_PROMPT_
Given the records below, pull every line with the word "railway" into the answer.

_WORKING DATA_
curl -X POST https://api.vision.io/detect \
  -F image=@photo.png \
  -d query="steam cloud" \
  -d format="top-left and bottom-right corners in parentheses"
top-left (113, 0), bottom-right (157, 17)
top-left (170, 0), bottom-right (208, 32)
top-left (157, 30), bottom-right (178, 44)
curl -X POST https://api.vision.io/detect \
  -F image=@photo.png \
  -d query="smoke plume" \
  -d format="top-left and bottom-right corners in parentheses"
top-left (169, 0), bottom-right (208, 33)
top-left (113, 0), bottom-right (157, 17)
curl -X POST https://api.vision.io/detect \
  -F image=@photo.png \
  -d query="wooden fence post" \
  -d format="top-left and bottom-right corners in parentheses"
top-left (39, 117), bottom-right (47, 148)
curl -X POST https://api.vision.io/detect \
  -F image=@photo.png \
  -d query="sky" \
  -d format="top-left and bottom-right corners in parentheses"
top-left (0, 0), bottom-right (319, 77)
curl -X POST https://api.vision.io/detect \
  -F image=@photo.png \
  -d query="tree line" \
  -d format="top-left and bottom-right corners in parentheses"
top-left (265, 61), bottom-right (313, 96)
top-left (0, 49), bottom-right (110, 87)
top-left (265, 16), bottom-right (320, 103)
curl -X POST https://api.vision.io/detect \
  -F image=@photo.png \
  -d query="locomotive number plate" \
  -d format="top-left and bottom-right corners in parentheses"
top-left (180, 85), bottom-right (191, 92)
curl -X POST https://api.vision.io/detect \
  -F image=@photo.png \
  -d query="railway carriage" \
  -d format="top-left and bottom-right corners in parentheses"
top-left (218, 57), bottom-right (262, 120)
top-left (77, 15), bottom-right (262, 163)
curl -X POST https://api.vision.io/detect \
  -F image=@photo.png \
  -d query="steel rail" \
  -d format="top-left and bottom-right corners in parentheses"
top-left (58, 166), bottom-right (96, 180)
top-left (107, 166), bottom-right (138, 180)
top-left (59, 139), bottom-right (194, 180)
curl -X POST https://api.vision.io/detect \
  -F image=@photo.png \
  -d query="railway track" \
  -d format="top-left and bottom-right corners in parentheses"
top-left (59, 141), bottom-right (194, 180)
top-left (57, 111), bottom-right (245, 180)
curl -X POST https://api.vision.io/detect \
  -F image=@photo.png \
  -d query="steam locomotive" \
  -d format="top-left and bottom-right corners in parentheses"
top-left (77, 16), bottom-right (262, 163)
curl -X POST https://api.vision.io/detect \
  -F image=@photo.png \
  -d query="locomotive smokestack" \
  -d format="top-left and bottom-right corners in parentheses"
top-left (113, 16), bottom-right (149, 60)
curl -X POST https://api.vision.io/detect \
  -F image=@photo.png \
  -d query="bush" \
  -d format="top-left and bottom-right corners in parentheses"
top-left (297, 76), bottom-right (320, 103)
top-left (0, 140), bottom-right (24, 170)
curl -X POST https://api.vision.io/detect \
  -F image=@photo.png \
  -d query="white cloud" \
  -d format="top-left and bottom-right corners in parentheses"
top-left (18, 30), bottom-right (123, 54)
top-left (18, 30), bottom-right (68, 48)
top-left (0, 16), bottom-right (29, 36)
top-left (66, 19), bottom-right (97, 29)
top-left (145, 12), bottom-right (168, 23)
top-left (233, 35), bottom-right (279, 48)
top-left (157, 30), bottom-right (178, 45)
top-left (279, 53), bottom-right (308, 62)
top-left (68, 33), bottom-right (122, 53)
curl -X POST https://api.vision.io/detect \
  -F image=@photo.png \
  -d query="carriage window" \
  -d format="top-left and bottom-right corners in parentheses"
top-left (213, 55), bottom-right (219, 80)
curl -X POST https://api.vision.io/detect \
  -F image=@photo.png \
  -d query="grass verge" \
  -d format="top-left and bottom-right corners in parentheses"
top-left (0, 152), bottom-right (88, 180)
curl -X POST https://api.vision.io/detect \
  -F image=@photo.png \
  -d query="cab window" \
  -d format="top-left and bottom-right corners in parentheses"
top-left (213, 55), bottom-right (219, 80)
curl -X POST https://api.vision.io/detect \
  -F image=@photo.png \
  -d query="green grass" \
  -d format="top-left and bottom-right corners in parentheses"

_ANSWER FOR THIS EXERCISE_
  -d query="railway carriage" \
  -d query="railway track" \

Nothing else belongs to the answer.